→ Outline labeling records:
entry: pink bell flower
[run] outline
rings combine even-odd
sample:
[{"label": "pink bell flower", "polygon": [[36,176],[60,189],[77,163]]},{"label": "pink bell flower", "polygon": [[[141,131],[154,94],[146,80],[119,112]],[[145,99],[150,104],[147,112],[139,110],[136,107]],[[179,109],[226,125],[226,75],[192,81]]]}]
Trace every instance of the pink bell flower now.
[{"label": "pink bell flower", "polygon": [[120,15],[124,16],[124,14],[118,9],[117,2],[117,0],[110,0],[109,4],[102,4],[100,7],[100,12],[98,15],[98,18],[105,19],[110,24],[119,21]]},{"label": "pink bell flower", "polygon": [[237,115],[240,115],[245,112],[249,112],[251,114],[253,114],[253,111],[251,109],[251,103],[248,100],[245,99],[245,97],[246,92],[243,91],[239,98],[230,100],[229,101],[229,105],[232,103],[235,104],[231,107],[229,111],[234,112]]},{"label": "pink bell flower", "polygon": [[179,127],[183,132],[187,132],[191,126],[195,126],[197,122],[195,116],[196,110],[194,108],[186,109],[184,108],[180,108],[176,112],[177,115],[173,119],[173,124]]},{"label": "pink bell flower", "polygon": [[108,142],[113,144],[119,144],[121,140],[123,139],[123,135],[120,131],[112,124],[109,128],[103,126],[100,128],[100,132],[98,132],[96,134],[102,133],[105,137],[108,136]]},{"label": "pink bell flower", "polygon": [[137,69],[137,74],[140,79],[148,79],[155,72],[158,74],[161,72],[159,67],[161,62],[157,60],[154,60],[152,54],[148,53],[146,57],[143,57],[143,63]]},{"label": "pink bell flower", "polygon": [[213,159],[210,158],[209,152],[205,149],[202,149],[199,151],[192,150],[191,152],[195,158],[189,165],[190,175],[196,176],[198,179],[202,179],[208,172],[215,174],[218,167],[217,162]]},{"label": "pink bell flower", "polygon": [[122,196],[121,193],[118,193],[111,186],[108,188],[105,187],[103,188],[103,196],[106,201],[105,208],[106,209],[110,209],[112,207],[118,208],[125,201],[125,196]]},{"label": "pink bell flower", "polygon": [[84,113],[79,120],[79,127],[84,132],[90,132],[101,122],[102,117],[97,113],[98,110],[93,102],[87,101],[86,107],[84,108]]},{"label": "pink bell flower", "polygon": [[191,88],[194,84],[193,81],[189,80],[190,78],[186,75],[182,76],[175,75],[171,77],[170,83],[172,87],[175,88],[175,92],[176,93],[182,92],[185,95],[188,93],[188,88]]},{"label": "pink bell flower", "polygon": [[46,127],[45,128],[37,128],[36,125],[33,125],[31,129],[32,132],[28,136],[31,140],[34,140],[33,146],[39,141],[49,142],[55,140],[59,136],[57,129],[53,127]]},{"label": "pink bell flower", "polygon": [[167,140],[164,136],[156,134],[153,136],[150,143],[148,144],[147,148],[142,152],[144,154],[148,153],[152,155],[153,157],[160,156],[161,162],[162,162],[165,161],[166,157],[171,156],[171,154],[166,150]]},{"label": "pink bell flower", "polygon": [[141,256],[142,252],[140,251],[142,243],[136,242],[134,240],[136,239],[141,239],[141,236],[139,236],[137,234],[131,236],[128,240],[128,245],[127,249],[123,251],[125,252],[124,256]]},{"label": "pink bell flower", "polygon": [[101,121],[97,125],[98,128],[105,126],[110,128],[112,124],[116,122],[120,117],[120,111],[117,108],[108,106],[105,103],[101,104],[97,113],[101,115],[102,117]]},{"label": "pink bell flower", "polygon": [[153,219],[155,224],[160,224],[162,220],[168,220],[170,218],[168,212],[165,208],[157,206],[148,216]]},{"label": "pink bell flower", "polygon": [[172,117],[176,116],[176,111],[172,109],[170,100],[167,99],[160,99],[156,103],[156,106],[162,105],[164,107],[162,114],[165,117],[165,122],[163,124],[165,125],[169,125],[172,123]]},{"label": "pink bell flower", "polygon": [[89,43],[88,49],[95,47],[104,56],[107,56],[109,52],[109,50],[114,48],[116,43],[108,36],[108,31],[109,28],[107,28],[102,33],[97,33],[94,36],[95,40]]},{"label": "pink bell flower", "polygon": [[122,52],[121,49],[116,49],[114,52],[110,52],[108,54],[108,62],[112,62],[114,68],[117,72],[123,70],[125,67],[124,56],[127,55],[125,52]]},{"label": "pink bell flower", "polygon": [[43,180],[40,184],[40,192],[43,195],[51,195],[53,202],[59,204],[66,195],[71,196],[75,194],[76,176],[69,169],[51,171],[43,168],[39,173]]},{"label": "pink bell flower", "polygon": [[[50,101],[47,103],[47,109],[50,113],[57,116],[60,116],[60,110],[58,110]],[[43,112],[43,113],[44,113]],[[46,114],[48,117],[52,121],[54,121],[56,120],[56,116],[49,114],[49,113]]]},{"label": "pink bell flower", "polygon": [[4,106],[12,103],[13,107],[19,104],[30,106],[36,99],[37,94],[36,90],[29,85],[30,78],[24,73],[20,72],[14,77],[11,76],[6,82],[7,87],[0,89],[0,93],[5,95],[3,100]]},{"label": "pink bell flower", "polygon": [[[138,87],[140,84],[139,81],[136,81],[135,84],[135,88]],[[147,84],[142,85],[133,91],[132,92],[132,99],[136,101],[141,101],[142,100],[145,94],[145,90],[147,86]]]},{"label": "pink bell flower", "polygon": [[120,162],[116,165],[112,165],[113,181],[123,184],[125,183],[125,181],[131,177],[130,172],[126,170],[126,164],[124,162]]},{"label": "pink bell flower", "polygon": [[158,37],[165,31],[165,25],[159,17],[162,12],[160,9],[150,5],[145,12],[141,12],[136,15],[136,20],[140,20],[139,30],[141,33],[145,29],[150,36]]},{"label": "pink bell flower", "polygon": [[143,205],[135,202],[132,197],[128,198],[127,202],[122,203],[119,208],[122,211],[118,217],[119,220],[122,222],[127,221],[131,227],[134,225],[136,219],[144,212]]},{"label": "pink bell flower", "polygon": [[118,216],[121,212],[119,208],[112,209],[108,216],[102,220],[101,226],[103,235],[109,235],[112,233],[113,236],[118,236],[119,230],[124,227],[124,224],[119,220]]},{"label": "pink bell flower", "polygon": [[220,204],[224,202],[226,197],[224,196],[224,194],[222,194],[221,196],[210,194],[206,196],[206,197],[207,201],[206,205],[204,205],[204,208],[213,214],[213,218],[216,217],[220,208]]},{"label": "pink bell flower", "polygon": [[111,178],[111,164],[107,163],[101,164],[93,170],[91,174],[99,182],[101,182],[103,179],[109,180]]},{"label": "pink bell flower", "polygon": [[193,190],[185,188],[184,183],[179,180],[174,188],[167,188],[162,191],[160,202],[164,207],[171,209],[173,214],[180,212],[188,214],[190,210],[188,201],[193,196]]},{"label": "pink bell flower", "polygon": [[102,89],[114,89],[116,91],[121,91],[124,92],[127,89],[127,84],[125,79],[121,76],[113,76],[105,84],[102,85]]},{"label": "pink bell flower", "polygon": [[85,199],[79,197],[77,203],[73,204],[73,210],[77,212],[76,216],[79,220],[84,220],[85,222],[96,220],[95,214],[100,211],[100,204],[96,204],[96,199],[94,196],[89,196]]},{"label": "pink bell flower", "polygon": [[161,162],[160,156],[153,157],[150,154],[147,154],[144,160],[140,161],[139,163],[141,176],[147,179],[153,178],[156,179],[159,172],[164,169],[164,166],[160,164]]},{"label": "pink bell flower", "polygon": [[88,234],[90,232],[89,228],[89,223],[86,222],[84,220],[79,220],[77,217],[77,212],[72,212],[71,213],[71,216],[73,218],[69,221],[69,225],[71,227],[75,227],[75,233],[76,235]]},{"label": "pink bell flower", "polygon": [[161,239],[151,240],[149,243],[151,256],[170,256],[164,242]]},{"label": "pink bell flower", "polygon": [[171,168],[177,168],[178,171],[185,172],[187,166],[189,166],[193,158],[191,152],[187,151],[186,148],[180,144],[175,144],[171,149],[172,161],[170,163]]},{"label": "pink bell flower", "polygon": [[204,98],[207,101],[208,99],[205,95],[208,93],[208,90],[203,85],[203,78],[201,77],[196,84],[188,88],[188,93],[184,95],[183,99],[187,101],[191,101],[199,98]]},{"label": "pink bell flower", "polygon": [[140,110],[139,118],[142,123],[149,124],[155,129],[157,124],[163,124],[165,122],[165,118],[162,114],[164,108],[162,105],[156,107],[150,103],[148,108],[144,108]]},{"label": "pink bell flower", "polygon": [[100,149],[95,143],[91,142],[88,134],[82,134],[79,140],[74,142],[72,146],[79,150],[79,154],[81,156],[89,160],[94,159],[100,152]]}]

→ Exercise: Turn the lines from the start of the records through the line containing "Trace every instance" into a numbered list, leaving out any blank lines.

→ Complete answer:
1. entry: pink bell flower
2. [run] outline
3. rings combine even-odd
4. sample:
5. [{"label": "pink bell flower", "polygon": [[36,176],[60,189],[77,163]]},{"label": "pink bell flower", "polygon": [[[141,131],[154,94],[146,80],[119,112]],[[145,99],[150,104],[147,112],[139,110],[136,107]],[[179,109],[226,125],[226,75],[192,81]]]}]
6. Trace every instance of the pink bell flower now.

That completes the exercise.